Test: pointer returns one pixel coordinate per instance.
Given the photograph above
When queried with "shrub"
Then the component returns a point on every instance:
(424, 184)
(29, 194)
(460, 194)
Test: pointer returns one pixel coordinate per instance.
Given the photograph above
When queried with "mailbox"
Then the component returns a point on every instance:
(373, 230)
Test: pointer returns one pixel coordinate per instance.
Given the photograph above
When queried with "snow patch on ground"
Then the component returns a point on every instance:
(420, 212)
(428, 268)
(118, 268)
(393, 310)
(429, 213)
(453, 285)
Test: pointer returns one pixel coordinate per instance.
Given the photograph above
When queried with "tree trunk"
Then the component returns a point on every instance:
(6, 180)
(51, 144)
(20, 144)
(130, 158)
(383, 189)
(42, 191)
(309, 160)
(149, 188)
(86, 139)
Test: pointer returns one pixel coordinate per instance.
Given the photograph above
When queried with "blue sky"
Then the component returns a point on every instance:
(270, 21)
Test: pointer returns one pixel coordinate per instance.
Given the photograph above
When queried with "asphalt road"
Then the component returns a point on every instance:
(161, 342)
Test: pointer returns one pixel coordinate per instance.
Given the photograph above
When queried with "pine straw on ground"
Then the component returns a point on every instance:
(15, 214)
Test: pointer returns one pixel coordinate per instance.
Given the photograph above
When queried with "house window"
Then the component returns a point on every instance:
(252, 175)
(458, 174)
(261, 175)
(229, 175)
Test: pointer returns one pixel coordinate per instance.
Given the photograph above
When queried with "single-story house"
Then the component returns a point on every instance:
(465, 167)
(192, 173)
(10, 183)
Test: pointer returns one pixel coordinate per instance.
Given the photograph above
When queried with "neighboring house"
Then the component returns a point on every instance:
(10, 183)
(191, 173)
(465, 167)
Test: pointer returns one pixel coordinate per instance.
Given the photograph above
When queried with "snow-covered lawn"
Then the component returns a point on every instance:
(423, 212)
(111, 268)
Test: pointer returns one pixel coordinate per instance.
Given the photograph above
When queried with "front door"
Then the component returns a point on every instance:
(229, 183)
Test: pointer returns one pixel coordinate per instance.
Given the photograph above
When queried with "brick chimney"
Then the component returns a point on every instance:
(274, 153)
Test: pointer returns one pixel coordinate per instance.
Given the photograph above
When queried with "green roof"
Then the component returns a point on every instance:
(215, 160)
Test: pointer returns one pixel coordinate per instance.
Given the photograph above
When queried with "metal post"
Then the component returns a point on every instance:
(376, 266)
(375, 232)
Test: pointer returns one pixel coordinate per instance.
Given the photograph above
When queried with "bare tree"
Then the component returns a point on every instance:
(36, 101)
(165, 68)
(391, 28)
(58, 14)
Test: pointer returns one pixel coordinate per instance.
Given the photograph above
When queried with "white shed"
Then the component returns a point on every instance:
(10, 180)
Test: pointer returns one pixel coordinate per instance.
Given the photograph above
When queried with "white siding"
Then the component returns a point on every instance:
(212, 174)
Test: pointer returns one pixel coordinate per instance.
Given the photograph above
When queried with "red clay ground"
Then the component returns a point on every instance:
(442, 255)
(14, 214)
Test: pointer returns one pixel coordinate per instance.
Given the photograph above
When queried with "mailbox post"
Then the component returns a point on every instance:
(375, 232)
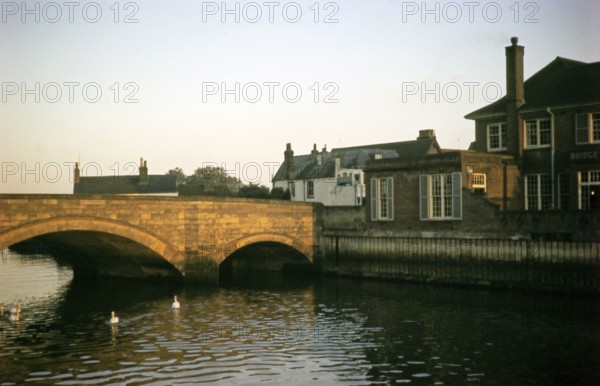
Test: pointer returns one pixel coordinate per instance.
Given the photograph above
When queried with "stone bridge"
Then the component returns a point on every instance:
(165, 237)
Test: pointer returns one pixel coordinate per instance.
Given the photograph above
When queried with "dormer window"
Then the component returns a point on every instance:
(496, 139)
(587, 128)
(537, 133)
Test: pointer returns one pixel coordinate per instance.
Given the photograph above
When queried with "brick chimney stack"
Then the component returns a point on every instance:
(515, 96)
(143, 171)
(288, 157)
(76, 173)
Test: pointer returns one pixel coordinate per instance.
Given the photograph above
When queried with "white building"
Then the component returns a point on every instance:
(336, 178)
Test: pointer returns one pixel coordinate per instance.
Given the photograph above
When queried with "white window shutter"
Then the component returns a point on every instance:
(390, 198)
(424, 197)
(457, 196)
(373, 193)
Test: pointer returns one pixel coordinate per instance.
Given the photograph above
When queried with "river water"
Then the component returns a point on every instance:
(273, 330)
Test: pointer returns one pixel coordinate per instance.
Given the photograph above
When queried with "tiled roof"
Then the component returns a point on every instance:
(562, 82)
(306, 167)
(126, 185)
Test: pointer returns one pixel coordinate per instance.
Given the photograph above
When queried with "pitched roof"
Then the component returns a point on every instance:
(562, 82)
(306, 167)
(157, 184)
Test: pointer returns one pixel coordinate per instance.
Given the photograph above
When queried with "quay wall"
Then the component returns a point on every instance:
(565, 266)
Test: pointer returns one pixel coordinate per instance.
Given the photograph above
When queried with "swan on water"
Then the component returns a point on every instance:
(15, 312)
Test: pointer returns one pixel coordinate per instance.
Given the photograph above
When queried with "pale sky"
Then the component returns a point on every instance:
(378, 62)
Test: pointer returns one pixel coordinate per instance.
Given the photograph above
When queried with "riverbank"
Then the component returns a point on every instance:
(557, 266)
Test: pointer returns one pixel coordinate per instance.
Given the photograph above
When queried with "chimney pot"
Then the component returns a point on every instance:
(429, 133)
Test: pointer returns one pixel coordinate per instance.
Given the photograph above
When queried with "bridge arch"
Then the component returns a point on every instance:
(60, 225)
(256, 238)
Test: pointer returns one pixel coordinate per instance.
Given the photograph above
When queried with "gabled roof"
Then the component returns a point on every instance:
(562, 82)
(420, 146)
(306, 167)
(157, 184)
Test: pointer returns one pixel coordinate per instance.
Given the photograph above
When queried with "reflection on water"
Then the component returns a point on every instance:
(278, 330)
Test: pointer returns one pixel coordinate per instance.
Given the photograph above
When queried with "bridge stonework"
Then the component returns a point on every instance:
(194, 234)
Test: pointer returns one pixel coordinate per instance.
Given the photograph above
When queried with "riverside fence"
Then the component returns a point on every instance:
(546, 265)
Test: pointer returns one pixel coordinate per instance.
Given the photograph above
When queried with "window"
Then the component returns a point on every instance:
(382, 204)
(589, 188)
(479, 181)
(497, 136)
(563, 191)
(537, 133)
(440, 196)
(310, 189)
(538, 194)
(587, 128)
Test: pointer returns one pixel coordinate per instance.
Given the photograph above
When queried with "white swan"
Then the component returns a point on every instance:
(15, 312)
(175, 302)
(113, 318)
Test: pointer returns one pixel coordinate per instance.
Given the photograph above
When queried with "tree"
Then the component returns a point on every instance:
(179, 173)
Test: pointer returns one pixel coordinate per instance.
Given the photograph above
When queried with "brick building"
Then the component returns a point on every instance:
(142, 184)
(550, 124)
(536, 150)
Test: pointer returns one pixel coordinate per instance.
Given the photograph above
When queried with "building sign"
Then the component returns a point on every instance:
(591, 155)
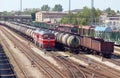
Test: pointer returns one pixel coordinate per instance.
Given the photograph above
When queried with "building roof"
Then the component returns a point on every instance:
(104, 29)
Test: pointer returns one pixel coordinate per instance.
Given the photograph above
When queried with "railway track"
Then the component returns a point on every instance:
(52, 71)
(14, 59)
(6, 69)
(74, 71)
(103, 69)
(101, 73)
(86, 72)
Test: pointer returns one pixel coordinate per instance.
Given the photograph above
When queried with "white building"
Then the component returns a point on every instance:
(110, 20)
(49, 16)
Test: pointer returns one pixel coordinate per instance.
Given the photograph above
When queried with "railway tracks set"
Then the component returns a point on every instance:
(6, 69)
(72, 70)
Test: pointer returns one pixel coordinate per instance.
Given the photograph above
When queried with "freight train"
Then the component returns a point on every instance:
(43, 39)
(113, 36)
(73, 43)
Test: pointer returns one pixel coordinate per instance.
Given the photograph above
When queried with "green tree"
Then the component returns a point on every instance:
(45, 8)
(33, 16)
(110, 12)
(58, 8)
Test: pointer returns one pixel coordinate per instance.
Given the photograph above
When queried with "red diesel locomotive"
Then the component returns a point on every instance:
(44, 39)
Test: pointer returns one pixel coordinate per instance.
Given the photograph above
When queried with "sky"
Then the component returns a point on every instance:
(9, 5)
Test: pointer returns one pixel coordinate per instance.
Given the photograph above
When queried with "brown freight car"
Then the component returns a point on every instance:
(103, 47)
(86, 42)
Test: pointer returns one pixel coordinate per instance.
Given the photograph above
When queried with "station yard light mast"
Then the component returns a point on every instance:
(69, 11)
(92, 12)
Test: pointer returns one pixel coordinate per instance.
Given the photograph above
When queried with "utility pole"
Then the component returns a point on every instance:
(69, 11)
(92, 12)
(20, 7)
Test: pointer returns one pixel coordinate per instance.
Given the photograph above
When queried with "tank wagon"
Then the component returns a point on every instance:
(42, 38)
(96, 45)
(66, 42)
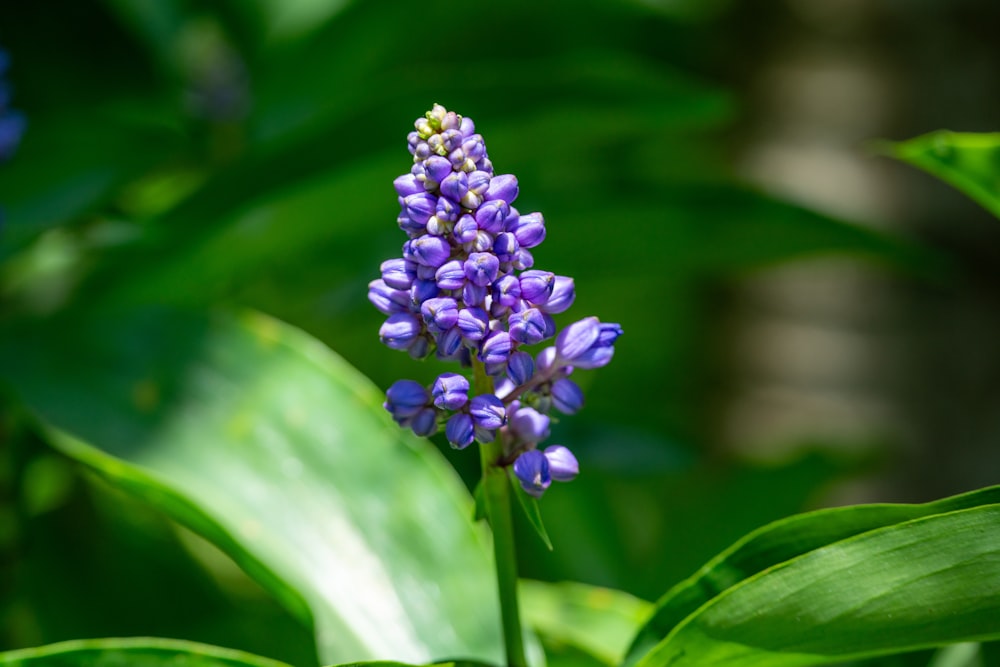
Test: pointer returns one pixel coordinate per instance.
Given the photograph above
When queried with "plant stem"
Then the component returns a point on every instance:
(496, 499)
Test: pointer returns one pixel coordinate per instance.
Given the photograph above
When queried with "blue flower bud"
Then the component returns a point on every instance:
(532, 469)
(405, 398)
(520, 367)
(505, 246)
(460, 430)
(440, 313)
(496, 348)
(398, 273)
(563, 295)
(506, 290)
(465, 229)
(563, 466)
(407, 185)
(450, 391)
(423, 290)
(527, 327)
(447, 210)
(456, 185)
(420, 207)
(481, 268)
(587, 343)
(487, 412)
(567, 397)
(537, 286)
(450, 343)
(451, 275)
(523, 260)
(491, 216)
(503, 187)
(400, 331)
(427, 250)
(424, 423)
(473, 323)
(437, 168)
(387, 299)
(529, 230)
(529, 425)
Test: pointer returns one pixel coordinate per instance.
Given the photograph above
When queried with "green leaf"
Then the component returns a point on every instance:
(782, 541)
(968, 161)
(599, 621)
(530, 506)
(915, 584)
(132, 652)
(273, 448)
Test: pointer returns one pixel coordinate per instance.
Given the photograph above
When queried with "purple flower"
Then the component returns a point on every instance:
(502, 187)
(527, 326)
(450, 275)
(386, 299)
(487, 412)
(532, 469)
(419, 207)
(460, 430)
(398, 273)
(473, 323)
(520, 367)
(427, 250)
(562, 297)
(482, 268)
(450, 391)
(529, 425)
(537, 286)
(587, 343)
(424, 423)
(400, 331)
(496, 348)
(562, 464)
(405, 398)
(529, 230)
(440, 313)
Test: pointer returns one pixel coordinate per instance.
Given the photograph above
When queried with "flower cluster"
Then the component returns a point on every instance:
(12, 123)
(465, 289)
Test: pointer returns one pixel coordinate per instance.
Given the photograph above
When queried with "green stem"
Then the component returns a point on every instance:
(496, 498)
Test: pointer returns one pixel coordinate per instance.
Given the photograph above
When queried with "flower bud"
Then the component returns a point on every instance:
(481, 268)
(460, 431)
(405, 398)
(440, 313)
(532, 469)
(529, 425)
(399, 331)
(450, 391)
(487, 412)
(563, 466)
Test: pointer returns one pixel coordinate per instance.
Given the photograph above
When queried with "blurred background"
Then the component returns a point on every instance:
(806, 323)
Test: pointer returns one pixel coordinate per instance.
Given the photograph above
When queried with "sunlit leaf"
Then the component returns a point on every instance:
(914, 584)
(132, 652)
(598, 621)
(779, 542)
(968, 161)
(265, 442)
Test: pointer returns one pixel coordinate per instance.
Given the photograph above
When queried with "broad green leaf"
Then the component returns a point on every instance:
(599, 621)
(782, 541)
(968, 161)
(273, 448)
(531, 510)
(133, 652)
(915, 584)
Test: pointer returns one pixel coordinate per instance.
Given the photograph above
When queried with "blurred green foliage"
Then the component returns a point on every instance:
(211, 154)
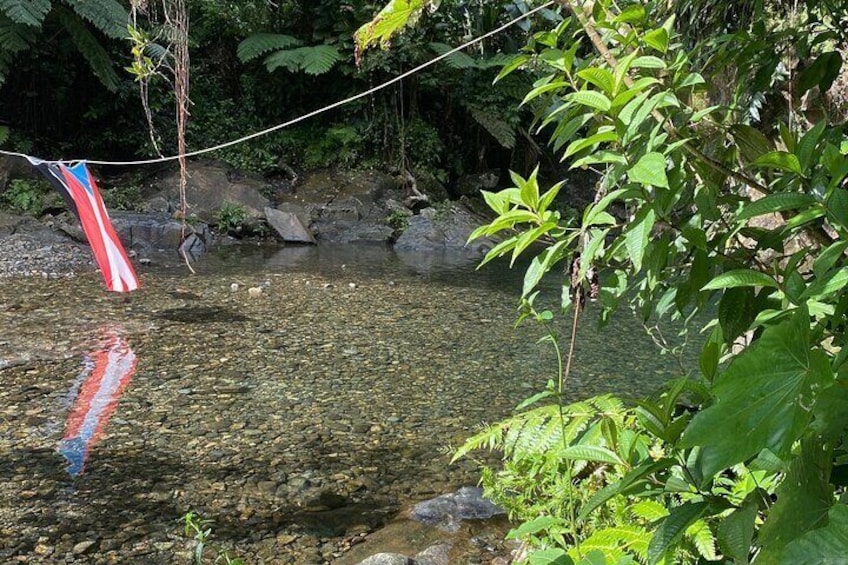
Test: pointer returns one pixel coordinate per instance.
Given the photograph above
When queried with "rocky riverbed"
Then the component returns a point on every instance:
(302, 398)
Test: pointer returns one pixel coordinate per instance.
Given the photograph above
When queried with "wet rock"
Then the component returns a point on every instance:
(289, 226)
(83, 547)
(471, 185)
(447, 511)
(444, 227)
(209, 188)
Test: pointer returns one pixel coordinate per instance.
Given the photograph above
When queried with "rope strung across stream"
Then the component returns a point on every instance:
(312, 114)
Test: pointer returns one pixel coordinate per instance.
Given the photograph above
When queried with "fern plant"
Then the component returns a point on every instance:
(21, 22)
(289, 53)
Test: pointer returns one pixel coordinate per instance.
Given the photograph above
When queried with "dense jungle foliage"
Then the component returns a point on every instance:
(718, 134)
(67, 91)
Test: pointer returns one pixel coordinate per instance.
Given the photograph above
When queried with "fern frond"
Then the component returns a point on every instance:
(89, 47)
(618, 542)
(109, 16)
(313, 60)
(15, 37)
(393, 17)
(259, 44)
(319, 59)
(499, 129)
(649, 510)
(458, 60)
(27, 12)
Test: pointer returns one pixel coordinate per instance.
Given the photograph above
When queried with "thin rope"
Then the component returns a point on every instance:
(310, 114)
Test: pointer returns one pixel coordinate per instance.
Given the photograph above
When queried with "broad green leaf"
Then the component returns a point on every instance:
(516, 62)
(823, 545)
(590, 453)
(580, 144)
(549, 557)
(534, 526)
(740, 277)
(657, 39)
(649, 171)
(673, 527)
(592, 99)
(827, 258)
(803, 499)
(638, 235)
(821, 73)
(736, 312)
(601, 78)
(543, 89)
(632, 14)
(779, 160)
(736, 531)
(752, 144)
(827, 285)
(763, 400)
(807, 145)
(776, 202)
(700, 114)
(648, 62)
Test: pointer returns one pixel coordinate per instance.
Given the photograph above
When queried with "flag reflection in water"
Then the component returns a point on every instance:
(107, 373)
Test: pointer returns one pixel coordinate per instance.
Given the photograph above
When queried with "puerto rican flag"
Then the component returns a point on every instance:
(77, 187)
(95, 396)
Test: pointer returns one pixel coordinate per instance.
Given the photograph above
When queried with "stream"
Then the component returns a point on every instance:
(301, 416)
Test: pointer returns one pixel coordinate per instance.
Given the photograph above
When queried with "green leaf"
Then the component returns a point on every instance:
(827, 285)
(736, 531)
(649, 171)
(549, 557)
(580, 144)
(803, 499)
(648, 62)
(670, 532)
(108, 16)
(258, 44)
(632, 14)
(27, 12)
(752, 144)
(458, 60)
(779, 160)
(736, 312)
(821, 73)
(740, 277)
(764, 398)
(591, 453)
(601, 78)
(638, 235)
(89, 47)
(534, 526)
(807, 146)
(776, 202)
(514, 63)
(823, 545)
(592, 99)
(657, 39)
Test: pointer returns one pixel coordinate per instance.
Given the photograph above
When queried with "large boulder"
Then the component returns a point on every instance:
(449, 510)
(444, 227)
(344, 206)
(146, 233)
(289, 226)
(208, 189)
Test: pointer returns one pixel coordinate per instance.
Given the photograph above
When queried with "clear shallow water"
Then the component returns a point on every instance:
(296, 418)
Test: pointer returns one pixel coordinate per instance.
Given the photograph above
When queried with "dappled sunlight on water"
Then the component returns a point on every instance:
(330, 392)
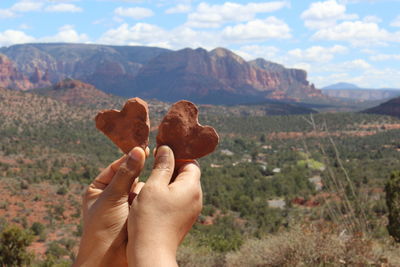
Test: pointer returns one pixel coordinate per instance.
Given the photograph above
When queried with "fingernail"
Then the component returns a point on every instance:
(134, 156)
(131, 197)
(162, 156)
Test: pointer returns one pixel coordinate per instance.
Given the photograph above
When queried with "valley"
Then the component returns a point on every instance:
(271, 176)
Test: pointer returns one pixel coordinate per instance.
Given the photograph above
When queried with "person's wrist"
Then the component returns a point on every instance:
(150, 253)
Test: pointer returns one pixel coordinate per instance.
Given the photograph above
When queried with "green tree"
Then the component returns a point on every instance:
(393, 203)
(13, 244)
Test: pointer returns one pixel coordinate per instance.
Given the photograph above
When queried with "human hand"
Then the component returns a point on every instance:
(164, 212)
(106, 209)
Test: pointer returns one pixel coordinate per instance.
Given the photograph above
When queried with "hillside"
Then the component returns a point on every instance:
(218, 76)
(353, 92)
(391, 107)
(267, 177)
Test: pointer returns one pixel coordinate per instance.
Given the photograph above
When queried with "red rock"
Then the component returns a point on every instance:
(127, 128)
(181, 131)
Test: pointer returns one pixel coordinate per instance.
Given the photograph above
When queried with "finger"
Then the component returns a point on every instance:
(163, 168)
(105, 177)
(127, 172)
(188, 173)
(134, 192)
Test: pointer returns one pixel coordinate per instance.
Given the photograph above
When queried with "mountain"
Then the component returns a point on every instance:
(11, 77)
(109, 68)
(391, 107)
(218, 76)
(352, 91)
(340, 86)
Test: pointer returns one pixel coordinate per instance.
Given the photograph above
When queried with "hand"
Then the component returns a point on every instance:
(163, 213)
(106, 209)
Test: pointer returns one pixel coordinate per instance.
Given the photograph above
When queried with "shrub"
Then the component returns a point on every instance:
(393, 203)
(13, 244)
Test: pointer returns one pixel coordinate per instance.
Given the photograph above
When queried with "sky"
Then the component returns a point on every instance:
(354, 41)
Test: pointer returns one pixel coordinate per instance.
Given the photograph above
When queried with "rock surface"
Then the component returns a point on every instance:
(181, 131)
(127, 128)
(391, 107)
(215, 77)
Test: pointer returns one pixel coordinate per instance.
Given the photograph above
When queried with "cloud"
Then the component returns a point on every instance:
(63, 8)
(384, 57)
(181, 8)
(11, 37)
(317, 53)
(27, 6)
(357, 33)
(140, 33)
(396, 22)
(66, 34)
(214, 16)
(134, 12)
(258, 30)
(6, 14)
(325, 14)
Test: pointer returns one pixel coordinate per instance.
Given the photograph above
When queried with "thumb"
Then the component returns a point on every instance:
(125, 176)
(163, 168)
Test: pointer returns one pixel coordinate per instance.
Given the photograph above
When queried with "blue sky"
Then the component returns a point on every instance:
(356, 41)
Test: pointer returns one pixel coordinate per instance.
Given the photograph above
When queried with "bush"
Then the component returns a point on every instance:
(393, 203)
(37, 228)
(13, 244)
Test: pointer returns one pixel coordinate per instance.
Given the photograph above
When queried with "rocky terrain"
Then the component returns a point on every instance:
(353, 92)
(218, 76)
(11, 77)
(391, 107)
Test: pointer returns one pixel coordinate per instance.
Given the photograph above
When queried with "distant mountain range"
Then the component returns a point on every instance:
(218, 76)
(391, 107)
(352, 91)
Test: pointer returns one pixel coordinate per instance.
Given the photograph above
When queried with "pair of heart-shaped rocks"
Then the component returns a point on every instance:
(180, 129)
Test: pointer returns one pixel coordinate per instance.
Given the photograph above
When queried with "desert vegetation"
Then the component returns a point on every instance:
(290, 190)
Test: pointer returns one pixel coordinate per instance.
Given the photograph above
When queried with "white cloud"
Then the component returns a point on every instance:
(396, 22)
(181, 8)
(317, 53)
(11, 37)
(372, 18)
(325, 14)
(27, 6)
(134, 12)
(384, 57)
(67, 34)
(140, 33)
(63, 8)
(6, 13)
(258, 30)
(214, 16)
(357, 33)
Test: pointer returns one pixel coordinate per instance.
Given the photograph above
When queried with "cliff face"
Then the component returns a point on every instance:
(10, 77)
(218, 76)
(198, 74)
(109, 68)
(391, 107)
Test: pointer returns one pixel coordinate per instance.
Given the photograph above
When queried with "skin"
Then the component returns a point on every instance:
(115, 234)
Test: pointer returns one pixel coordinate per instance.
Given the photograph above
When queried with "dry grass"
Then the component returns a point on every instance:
(314, 246)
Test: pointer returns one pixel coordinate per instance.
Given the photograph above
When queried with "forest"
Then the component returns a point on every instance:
(312, 178)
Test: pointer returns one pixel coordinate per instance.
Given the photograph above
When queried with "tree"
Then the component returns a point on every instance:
(13, 244)
(393, 203)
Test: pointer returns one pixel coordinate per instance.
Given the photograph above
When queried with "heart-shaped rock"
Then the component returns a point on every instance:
(127, 128)
(180, 130)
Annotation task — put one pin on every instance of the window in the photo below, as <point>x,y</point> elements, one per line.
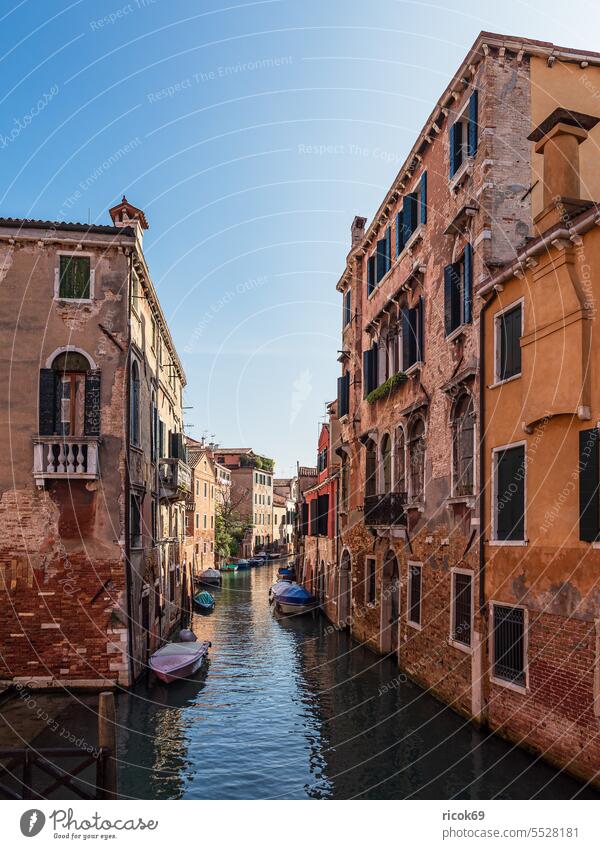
<point>509,644</point>
<point>74,278</point>
<point>135,521</point>
<point>458,292</point>
<point>400,464</point>
<point>463,446</point>
<point>589,485</point>
<point>416,448</point>
<point>508,331</point>
<point>413,322</point>
<point>386,463</point>
<point>347,307</point>
<point>509,493</point>
<point>413,213</point>
<point>370,580</point>
<point>414,593</point>
<point>463,135</point>
<point>462,607</point>
<point>344,395</point>
<point>135,404</point>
::::::::::
Your instructions:
Beginning with the line that contains "Annotation task —" and ending with the last line of the data above, output those lines exactly and nothing more, without any pictures.

Answer to this problem:
Annotation task — put one pin on every instance of the window in the photo below, as <point>x,y</point> elements, one per line.
<point>509,644</point>
<point>74,278</point>
<point>135,521</point>
<point>458,292</point>
<point>400,464</point>
<point>463,446</point>
<point>589,485</point>
<point>416,448</point>
<point>508,331</point>
<point>413,322</point>
<point>386,463</point>
<point>347,307</point>
<point>509,493</point>
<point>413,213</point>
<point>370,580</point>
<point>414,593</point>
<point>463,135</point>
<point>462,607</point>
<point>344,395</point>
<point>135,404</point>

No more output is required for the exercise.